Given request: Could you express the data below as a two-column CSV with the headers "instruction" and "points", one row per entry? Put each entry's text and its answer in one quoted field each, with line breaks replaced by spaces.

---------- Stored records

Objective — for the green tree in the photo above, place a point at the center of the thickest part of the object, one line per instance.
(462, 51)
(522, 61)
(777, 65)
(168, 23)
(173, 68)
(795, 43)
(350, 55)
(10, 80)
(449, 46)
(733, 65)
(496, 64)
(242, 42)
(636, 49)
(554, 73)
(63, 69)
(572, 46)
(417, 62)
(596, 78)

--------------------

Response below:
instruction,points
"Objective — for the green tree in the photo above, place a point at the center of the thickest part of the object, one line per instance.","(462, 51) (522, 61) (777, 65) (168, 23) (173, 68) (795, 43) (350, 55) (10, 80) (449, 46) (733, 65) (496, 64) (242, 42) (636, 49) (554, 73) (63, 69) (572, 46) (417, 62) (596, 78)"